• **WRITTEN PROBLEM**
Quote the passage on topic annotation below in full, word for word.

• **PASSAGE TO READ**
- - -
Topic extraction Text annotation Text classification Word vectors Text tagging

Finding specific topics within textual data is an important task for many domains. A multitude of approaches for achieving this task have appeared in recent years [ 14 ], no doubt due to the ever growing amount of textual data available to organizations and researchers. In the most straightforward case, topic labels are known a priori and non-domain experts can be trained to manually label examples using systems such as Mechanical Turk [ 4 ]. In a second case, topic labels are not known prior to annotation and only after a domain expert has defined them can non-experts be used to label examples. Conversely, once these topic labels have been defined, many domains require an expert throughout the entire annotation process [ 1, 13 ]. The fourth case, and the one that motivated our work specifically, is the case in which a domain expert must concurrently evolve the set of topic labels through manual annotation of examples.

In all of these cases, once an appropriate number of training samples have been acquired, many different machine learning algorithms have successfully been used to automatically identify topics in new examples [ 14 ]. Further, reducing the number of training samples needed to produce an accurate predictive model is beneficial in all instances, although the fourth case in particular benefits from a flexible predictive modeling approach that can quickly be retrained on a small number of examples. This is because the domain expert may revise or modify the current topic labels while exploring their problem domain. An example of this scenario arose during a data science project in the real estate domain where a sentence-level topic annotator was desired. Experts in this domain could not specify a final or draft set of topic labels, preventing us from utilizing other approaches that are built to expect a stable set of topics. Further, domain experts required a lightweight, web-based interface where topics could be easily defined, modified, and applied at the sentence level while minimizing the number of training examples needed to produce an automated prediction due to the large number of topics in their domain.
- - -
• **PROVIDED DATA**
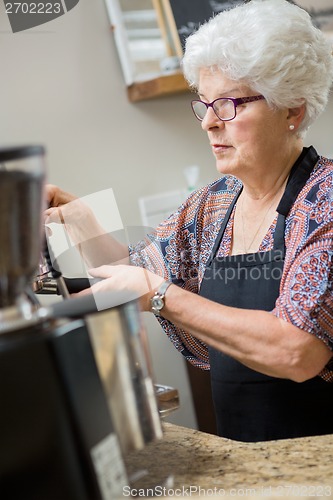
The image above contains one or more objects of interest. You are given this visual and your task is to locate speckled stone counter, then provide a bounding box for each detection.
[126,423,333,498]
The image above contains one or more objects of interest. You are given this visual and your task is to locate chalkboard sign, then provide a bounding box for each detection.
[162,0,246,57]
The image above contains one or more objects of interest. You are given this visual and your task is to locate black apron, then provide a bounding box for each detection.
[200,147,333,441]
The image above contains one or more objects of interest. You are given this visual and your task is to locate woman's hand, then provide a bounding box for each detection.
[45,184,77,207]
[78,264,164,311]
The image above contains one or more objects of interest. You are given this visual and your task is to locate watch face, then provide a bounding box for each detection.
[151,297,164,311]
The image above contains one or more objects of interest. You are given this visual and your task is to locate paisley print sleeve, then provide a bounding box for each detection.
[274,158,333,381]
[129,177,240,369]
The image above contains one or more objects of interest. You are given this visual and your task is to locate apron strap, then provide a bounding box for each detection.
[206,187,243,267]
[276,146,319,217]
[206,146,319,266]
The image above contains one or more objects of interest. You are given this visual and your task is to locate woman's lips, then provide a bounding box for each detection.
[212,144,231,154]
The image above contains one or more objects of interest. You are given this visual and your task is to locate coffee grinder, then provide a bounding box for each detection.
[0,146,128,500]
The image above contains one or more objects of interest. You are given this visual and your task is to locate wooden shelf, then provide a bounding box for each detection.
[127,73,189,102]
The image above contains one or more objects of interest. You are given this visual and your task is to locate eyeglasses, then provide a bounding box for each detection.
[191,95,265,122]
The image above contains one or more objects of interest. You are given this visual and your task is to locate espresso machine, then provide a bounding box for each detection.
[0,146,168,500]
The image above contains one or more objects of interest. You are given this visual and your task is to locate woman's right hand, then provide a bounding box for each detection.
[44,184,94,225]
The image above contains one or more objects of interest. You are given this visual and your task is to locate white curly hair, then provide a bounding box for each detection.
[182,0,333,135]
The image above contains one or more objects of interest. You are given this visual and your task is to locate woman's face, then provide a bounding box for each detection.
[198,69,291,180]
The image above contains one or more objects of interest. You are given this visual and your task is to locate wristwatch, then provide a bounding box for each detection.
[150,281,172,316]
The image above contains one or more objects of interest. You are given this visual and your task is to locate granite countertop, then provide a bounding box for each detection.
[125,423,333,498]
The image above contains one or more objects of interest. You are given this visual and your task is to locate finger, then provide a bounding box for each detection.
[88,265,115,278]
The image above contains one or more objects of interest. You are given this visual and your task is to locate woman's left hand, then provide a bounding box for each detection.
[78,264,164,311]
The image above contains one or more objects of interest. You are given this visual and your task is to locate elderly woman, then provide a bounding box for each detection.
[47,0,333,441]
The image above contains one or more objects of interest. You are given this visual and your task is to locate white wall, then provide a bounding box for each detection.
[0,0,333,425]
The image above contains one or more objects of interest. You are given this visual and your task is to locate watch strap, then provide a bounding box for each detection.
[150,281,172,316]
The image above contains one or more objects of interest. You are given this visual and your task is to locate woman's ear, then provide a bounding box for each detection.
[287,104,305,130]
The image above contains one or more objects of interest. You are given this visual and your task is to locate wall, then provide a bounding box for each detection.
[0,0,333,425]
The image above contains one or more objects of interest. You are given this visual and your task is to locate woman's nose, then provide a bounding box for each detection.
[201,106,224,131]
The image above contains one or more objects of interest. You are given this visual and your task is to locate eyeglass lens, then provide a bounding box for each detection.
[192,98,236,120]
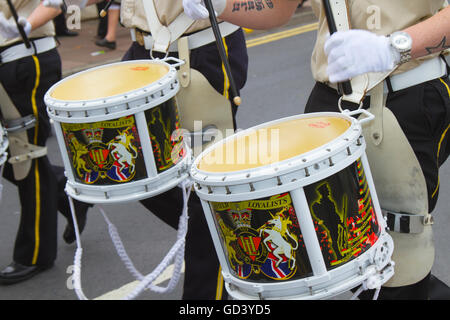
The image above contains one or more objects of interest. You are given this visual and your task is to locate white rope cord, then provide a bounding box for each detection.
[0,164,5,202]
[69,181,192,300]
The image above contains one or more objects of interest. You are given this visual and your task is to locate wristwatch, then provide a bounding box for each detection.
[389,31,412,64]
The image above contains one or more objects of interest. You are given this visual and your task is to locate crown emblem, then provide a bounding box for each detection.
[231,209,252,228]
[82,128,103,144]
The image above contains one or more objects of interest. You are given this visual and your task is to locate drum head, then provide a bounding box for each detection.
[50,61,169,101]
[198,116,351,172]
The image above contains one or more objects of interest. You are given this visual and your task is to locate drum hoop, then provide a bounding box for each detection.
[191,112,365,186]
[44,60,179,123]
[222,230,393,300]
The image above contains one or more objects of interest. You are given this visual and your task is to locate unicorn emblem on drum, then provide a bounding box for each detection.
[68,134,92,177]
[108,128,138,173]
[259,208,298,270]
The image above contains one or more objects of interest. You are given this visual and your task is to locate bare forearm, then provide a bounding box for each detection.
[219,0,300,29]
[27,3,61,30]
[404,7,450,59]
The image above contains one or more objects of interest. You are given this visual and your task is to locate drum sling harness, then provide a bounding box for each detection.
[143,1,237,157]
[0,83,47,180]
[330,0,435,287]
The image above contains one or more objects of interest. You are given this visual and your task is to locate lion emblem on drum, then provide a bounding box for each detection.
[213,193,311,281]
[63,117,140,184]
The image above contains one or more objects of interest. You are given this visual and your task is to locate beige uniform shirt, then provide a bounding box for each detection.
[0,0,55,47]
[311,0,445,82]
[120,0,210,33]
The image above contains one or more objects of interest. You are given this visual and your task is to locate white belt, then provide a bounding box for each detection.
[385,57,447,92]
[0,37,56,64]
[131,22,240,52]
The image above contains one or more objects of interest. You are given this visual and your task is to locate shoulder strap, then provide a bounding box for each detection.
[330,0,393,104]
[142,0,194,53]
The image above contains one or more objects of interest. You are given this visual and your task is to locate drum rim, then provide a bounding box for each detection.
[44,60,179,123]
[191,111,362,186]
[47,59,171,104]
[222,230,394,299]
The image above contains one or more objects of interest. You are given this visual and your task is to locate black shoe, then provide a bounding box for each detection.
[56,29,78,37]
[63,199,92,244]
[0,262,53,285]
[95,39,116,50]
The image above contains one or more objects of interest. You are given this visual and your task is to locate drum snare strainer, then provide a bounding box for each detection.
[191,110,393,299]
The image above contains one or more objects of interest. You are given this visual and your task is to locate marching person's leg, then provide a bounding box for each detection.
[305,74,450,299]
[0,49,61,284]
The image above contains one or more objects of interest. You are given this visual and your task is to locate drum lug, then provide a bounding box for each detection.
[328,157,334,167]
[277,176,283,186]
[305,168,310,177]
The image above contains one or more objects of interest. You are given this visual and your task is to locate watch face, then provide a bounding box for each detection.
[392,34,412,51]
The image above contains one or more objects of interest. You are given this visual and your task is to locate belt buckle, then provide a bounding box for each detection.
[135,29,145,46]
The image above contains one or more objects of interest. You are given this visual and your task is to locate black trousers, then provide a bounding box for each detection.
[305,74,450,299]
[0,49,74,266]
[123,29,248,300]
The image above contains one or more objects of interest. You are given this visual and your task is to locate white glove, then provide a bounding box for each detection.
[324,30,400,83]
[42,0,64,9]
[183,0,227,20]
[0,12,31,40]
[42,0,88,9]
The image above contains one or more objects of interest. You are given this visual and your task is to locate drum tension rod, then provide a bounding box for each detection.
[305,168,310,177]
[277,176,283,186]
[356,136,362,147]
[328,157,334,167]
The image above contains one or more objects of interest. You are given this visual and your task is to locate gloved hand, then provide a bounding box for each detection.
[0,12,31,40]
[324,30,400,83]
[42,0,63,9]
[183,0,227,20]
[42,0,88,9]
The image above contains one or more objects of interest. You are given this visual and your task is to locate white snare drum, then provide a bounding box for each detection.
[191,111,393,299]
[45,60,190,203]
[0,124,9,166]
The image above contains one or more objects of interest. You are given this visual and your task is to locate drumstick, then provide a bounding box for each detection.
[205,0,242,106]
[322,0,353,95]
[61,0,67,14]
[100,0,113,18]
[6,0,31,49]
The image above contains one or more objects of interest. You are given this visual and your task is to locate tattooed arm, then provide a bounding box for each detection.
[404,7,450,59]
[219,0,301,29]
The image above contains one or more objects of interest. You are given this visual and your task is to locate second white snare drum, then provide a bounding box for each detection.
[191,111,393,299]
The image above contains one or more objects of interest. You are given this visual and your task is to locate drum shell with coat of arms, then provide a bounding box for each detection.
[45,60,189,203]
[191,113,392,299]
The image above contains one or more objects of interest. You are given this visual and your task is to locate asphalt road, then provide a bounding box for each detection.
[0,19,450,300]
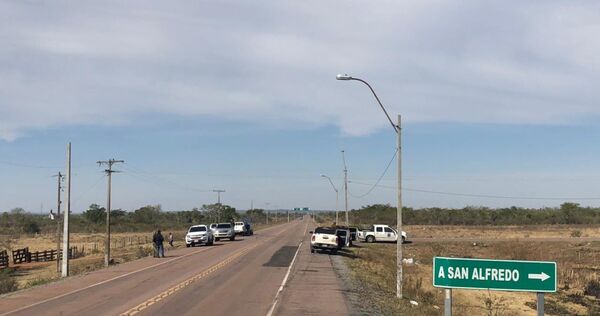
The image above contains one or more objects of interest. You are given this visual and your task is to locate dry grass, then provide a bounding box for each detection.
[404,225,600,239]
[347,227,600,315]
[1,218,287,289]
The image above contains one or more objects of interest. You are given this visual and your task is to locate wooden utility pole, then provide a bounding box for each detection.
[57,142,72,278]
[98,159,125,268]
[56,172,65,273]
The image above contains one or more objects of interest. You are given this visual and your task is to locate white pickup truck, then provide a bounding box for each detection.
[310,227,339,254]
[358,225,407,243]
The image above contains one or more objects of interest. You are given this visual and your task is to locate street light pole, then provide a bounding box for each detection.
- - -
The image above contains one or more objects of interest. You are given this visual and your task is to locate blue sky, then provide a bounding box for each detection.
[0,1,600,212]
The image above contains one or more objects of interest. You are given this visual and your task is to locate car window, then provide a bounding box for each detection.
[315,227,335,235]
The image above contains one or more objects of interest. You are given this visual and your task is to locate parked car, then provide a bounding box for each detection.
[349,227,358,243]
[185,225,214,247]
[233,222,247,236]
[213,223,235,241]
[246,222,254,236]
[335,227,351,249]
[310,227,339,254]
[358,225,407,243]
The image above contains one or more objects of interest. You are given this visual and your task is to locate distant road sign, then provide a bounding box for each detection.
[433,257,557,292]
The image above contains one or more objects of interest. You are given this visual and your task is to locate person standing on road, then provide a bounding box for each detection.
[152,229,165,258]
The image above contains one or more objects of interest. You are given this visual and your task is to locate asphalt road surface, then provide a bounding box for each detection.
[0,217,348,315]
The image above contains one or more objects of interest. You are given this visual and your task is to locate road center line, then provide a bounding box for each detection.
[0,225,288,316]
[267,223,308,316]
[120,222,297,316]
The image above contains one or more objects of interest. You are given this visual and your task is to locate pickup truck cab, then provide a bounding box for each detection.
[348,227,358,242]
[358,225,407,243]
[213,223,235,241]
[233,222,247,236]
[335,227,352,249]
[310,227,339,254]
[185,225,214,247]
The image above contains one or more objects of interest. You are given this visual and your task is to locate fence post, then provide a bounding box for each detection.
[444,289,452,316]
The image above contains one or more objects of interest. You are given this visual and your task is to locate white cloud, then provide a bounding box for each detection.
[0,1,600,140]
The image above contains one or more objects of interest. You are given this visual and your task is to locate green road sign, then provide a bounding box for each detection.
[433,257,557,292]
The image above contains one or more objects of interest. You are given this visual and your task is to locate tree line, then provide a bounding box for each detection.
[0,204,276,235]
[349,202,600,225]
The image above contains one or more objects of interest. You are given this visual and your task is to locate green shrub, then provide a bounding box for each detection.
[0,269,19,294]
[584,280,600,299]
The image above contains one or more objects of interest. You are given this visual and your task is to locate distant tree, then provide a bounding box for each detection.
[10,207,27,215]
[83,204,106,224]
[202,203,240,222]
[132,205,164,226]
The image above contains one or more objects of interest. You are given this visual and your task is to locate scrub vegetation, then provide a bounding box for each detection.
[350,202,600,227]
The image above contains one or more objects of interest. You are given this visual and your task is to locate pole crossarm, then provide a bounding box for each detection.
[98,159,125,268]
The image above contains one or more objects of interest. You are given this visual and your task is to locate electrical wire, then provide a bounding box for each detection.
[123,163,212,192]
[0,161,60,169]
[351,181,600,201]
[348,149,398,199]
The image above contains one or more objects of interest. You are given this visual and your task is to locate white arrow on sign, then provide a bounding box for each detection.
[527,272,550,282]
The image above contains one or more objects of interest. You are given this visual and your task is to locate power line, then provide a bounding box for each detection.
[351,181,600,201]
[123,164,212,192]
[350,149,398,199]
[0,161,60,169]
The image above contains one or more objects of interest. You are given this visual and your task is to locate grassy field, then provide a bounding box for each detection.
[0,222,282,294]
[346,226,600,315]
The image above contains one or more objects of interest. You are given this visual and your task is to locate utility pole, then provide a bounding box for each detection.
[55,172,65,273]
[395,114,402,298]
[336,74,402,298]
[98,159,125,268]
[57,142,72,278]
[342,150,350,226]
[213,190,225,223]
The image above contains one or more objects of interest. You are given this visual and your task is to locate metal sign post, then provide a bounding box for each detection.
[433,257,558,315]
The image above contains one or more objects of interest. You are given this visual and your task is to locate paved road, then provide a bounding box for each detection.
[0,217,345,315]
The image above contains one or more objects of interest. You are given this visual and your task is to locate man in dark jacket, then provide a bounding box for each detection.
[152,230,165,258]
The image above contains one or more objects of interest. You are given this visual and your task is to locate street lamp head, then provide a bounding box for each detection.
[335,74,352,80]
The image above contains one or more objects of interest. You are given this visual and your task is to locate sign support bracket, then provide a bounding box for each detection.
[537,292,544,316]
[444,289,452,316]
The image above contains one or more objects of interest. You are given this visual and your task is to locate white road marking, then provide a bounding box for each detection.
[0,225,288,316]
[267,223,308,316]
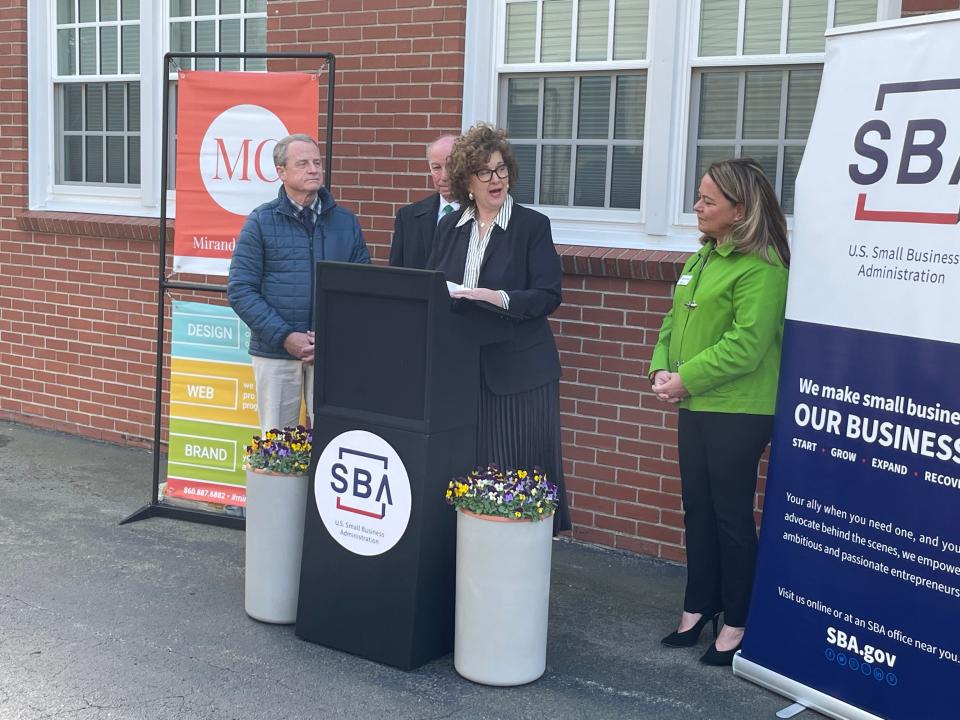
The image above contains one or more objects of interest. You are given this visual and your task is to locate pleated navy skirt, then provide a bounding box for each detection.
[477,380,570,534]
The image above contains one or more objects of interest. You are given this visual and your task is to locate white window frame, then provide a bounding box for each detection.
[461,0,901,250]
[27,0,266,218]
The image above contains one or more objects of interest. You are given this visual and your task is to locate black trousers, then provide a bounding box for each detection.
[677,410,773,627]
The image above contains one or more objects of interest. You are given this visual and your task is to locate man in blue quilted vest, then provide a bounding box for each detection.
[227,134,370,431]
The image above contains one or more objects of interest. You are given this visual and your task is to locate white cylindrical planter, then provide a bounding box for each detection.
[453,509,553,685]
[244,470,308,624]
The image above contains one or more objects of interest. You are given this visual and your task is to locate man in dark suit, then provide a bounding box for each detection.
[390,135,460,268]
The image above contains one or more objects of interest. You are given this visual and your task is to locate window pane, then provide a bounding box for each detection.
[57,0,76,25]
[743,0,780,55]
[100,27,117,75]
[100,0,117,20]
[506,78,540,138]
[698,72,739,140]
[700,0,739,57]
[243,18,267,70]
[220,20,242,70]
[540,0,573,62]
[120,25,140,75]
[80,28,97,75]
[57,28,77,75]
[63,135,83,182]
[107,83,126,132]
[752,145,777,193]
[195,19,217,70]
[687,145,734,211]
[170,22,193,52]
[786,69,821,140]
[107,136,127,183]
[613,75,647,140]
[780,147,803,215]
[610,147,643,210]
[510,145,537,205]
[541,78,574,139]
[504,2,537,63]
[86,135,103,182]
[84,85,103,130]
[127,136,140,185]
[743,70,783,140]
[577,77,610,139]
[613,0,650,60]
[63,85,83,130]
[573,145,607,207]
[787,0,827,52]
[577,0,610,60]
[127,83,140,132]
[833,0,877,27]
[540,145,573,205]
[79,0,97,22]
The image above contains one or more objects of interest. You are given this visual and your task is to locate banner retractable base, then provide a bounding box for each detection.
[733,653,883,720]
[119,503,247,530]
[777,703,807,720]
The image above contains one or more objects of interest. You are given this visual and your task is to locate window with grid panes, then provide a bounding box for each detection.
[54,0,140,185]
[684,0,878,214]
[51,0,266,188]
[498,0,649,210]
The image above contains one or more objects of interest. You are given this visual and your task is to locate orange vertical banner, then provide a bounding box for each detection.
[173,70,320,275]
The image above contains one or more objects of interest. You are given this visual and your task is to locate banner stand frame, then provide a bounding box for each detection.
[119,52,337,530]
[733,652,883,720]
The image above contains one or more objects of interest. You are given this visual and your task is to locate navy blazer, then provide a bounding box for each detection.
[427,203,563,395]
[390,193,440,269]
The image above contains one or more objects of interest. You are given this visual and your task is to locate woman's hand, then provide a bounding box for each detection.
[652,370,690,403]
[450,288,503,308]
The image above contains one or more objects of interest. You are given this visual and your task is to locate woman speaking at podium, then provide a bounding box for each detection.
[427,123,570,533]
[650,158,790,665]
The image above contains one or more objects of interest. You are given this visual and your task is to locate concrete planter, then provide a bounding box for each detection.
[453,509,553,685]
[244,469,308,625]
- - -
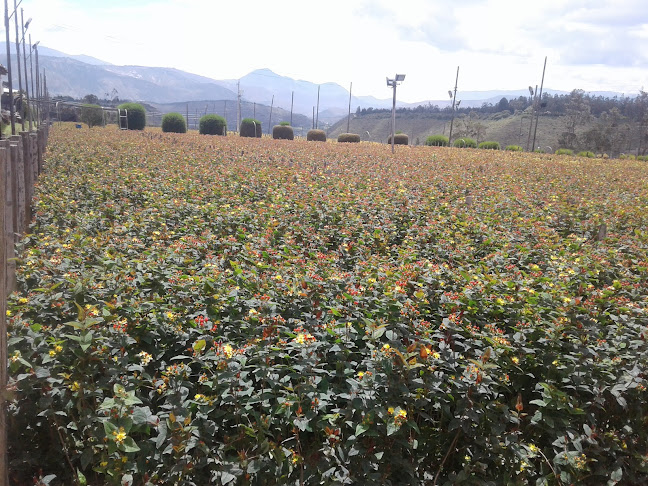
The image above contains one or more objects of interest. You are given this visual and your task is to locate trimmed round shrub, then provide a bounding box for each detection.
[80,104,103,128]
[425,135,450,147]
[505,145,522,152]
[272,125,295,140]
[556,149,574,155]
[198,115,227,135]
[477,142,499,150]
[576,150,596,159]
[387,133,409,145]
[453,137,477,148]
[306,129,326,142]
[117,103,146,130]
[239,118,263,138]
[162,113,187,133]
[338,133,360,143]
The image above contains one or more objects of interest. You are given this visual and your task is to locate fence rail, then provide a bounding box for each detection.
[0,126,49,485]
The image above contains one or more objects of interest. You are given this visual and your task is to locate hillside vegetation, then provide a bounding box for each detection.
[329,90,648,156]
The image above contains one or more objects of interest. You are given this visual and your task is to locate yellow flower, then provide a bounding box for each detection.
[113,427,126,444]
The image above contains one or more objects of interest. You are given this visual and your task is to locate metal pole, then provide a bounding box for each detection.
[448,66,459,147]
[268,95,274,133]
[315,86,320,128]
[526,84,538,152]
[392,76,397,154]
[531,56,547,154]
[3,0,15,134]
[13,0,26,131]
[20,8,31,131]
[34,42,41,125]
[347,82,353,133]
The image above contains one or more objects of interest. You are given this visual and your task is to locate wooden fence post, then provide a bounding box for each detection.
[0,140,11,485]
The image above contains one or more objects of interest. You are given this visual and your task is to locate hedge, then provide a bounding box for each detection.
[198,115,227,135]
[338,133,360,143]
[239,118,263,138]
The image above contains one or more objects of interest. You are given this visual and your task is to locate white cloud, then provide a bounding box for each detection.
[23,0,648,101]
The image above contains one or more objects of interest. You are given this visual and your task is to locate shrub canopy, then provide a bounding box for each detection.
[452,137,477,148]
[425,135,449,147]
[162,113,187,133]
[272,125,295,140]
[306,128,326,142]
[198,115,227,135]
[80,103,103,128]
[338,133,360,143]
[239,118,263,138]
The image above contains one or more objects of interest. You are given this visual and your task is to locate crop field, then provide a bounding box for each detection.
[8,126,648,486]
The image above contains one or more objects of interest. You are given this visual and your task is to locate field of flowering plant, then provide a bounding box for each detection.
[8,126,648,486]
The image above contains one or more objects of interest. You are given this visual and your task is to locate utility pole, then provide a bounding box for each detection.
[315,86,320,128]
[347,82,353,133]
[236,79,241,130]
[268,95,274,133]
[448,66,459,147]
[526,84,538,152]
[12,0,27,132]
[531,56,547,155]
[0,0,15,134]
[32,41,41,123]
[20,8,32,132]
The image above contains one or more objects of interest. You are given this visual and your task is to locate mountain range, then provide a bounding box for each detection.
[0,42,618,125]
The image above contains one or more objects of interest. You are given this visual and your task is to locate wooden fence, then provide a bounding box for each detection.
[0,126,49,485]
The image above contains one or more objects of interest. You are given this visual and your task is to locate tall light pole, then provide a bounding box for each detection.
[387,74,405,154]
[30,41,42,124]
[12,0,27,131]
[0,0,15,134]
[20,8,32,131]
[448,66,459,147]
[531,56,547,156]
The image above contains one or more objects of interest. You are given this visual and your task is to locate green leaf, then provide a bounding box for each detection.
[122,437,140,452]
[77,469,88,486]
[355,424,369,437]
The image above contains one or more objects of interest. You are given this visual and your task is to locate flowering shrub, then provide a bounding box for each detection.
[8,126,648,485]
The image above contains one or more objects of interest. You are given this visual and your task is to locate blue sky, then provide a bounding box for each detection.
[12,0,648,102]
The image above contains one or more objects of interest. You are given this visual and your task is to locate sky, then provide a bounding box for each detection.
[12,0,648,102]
- - -
• **WRITTEN ANSWER**
Topic extraction Text annotation Text classification Word vectors Text tagging

Finding specific topics within textual data is an important task for many domains. A multitude of approaches for achieving this task have appeared in recent years [ 14 ], no doubt due to the ever growing amount of textual data available to organizations and researchers. In the most straightforward case, topic labels are known a priori and non-domain experts can be trained to manually label examples using systems such as Mechanical Turk [ 4 ]. In a second case, topic labels are not known prior to annotation and only after a domain expert has defined them can non-experts be used to label examples. Conversely, once these topic labels have been defined, many domains require an expert throughout the entire annotation process [ 1, 13 ]. The fourth case, and the one that motivated our work specifically, is the case in which a domain expert must concurrently evolve the set of topic labels through manual annotation of examples.

In all of these cases, once an appropriate number of training samples have been acquired, many different machine learning algorithms have successfully been used to automatically identify topics in new examples [ 14 ]. Further, reducing the number of training samples needed to produce an accurate predictive model is beneficial in all instances, although the fourth case in particular benefits from a flexible predictive modeling approach that can quickly be retrained on a small number of examples. This is because the domain expert may revise or modify the current topic labels while exploring their problem domain. An example of this scenario arose during a data science project in the real estate domain where a sentence-level topic annotator was desired. Experts in this domain could not specify a final or draft set of topic labels, preventing us from utilizing other approaches that are built to expect a stable set of topics. Further, domain experts required a lightweight, web-based interface where topics could be easily defined, modified, and applied at the sentence level while minimizing the number of training examples needed to produce an automated prediction due to the large number of topics in their domain.